■ **Job**
Please rewrite the items below, changing "hotel lobby wall" to "office hallway wall" and leaving everything else as it is.

■ **Data lines**
☆ ☆ ☆ ☆ ☆

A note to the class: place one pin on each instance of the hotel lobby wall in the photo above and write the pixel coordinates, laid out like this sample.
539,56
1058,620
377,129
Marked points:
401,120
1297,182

☆ ☆ ☆ ☆ ☆

■ **Correct response**
A note to the class: place one pin on each instance of the office hallway wall in the photo above and write the pixel coordinates, laid out like this sample.
539,56
1058,620
377,129
Marked points:
401,120
1297,182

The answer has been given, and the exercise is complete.